## Activity
Show each line of the records in which the word "white" occurs.

## Data for review
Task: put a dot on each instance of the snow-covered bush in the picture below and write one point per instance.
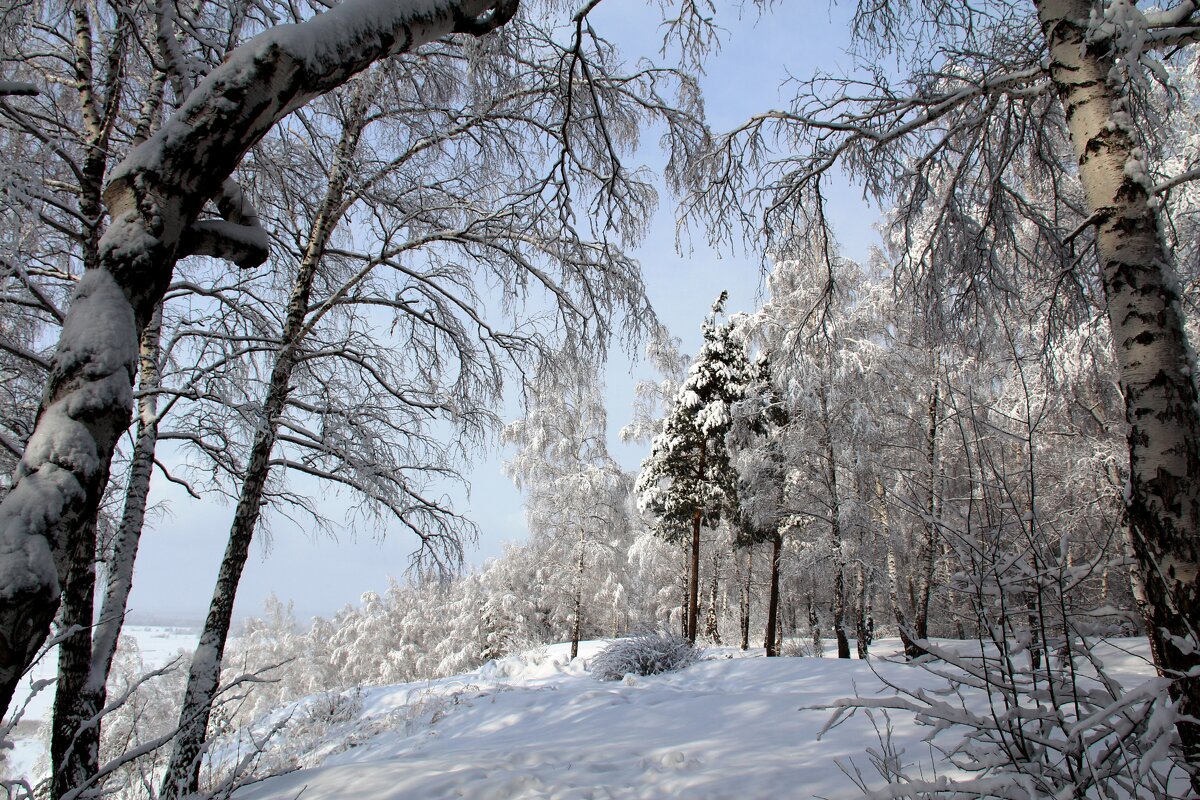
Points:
(643, 655)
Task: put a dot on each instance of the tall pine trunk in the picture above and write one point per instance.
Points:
(1156, 366)
(203, 680)
(777, 546)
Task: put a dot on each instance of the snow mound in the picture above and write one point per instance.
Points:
(539, 726)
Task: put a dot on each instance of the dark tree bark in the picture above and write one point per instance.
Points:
(769, 639)
(154, 199)
(1156, 367)
(745, 601)
(205, 671)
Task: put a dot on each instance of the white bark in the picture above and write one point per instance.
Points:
(154, 198)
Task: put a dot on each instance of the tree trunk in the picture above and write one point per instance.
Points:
(839, 581)
(777, 546)
(577, 625)
(903, 624)
(929, 542)
(73, 764)
(839, 612)
(712, 626)
(694, 575)
(815, 629)
(694, 578)
(1156, 366)
(863, 636)
(745, 600)
(181, 776)
(78, 703)
(154, 198)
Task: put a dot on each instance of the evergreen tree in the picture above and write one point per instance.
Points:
(688, 481)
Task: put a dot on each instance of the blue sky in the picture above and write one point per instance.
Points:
(181, 551)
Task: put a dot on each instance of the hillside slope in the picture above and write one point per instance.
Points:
(535, 726)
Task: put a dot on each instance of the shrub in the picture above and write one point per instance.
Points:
(643, 655)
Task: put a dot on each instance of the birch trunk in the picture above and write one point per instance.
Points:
(75, 749)
(577, 624)
(204, 675)
(929, 540)
(81, 699)
(1156, 367)
(694, 573)
(745, 600)
(154, 199)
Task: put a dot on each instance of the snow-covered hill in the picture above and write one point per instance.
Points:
(539, 726)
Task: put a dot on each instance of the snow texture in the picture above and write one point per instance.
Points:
(539, 726)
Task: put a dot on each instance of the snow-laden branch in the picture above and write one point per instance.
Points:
(154, 197)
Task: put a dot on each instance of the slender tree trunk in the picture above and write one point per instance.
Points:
(862, 633)
(745, 600)
(712, 627)
(577, 626)
(839, 612)
(694, 578)
(1156, 366)
(183, 774)
(839, 581)
(78, 702)
(815, 627)
(154, 199)
(929, 542)
(898, 611)
(694, 575)
(777, 546)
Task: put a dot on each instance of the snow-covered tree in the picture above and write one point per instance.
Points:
(574, 489)
(688, 480)
(999, 100)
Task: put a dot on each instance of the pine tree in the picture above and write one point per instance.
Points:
(688, 481)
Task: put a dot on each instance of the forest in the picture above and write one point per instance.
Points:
(255, 246)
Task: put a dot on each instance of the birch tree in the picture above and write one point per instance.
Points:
(574, 491)
(155, 202)
(999, 96)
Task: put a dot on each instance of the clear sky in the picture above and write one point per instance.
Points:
(183, 547)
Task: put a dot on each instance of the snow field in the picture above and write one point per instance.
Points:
(540, 726)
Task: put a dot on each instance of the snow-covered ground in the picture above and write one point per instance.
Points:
(156, 645)
(539, 726)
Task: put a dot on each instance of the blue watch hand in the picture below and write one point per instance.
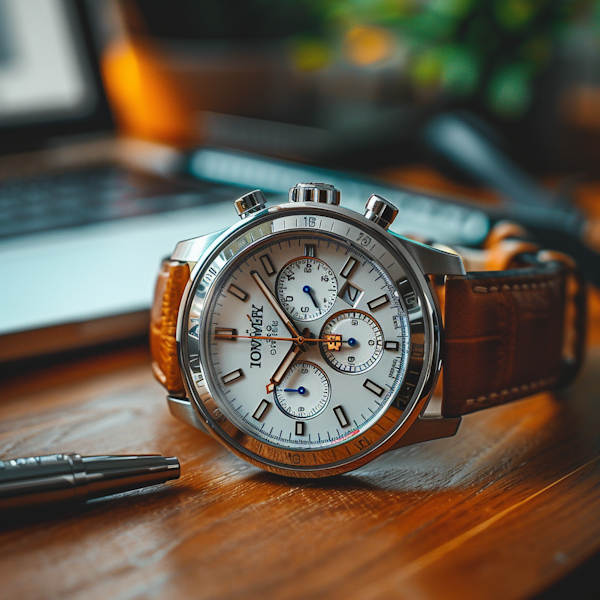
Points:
(307, 289)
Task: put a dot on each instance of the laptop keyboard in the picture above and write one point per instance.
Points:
(84, 197)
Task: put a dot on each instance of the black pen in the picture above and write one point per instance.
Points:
(71, 477)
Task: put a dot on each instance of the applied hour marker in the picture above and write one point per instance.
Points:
(233, 376)
(267, 264)
(378, 302)
(373, 387)
(225, 333)
(259, 413)
(233, 289)
(350, 294)
(341, 415)
(347, 268)
(309, 250)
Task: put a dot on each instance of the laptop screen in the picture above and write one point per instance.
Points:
(49, 78)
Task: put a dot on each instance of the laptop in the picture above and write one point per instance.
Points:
(85, 217)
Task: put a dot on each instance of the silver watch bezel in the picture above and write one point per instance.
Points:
(416, 389)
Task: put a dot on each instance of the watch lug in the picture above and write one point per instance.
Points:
(182, 409)
(425, 429)
(191, 250)
(432, 260)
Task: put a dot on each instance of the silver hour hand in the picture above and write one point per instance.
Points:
(274, 303)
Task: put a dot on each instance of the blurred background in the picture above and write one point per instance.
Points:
(126, 126)
(350, 82)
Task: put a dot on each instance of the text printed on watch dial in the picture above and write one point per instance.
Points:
(307, 340)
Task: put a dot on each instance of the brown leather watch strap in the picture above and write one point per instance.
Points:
(510, 334)
(172, 279)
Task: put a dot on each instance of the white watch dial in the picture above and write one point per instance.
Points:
(255, 364)
(304, 391)
(306, 288)
(360, 344)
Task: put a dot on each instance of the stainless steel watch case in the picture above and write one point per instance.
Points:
(397, 427)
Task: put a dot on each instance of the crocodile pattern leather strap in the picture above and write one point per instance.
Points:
(510, 334)
(172, 279)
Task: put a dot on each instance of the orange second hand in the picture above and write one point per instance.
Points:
(269, 337)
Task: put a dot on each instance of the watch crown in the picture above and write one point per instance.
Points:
(249, 203)
(315, 192)
(380, 211)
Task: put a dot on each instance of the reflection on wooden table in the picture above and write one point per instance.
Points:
(502, 510)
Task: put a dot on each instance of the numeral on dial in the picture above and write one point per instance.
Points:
(347, 268)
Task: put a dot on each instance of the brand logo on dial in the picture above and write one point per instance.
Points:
(256, 329)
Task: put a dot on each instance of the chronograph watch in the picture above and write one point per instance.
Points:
(309, 339)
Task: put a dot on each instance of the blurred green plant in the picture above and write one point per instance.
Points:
(489, 51)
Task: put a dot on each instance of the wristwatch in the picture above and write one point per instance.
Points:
(308, 338)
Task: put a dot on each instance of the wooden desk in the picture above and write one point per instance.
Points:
(502, 510)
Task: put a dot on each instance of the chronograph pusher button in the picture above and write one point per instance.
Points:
(249, 203)
(380, 211)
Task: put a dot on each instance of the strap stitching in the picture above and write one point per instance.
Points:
(516, 287)
(526, 388)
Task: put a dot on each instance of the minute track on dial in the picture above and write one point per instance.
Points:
(263, 340)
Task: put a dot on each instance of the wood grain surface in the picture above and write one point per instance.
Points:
(502, 510)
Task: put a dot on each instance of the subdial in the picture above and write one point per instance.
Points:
(304, 391)
(306, 288)
(362, 342)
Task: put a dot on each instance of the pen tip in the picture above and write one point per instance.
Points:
(173, 466)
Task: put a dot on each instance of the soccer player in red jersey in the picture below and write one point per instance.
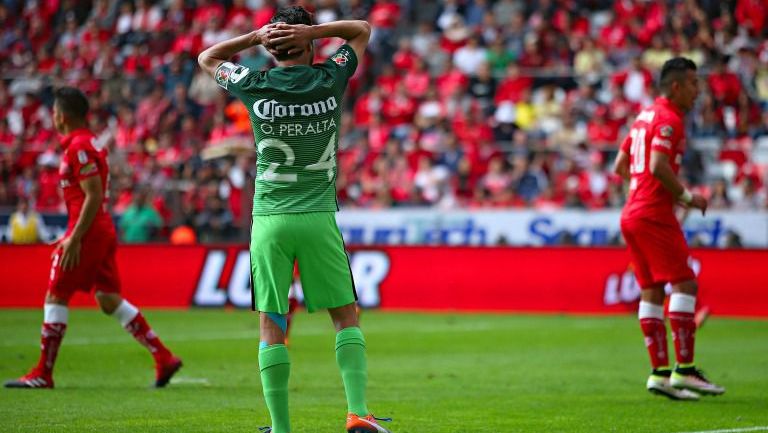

## Completed task
Task: put a dot on each instance of the white bark in the picture above and write one point per instance.
Task: put a dot on each instance of the white watch dial in the picture above and write one point per instance.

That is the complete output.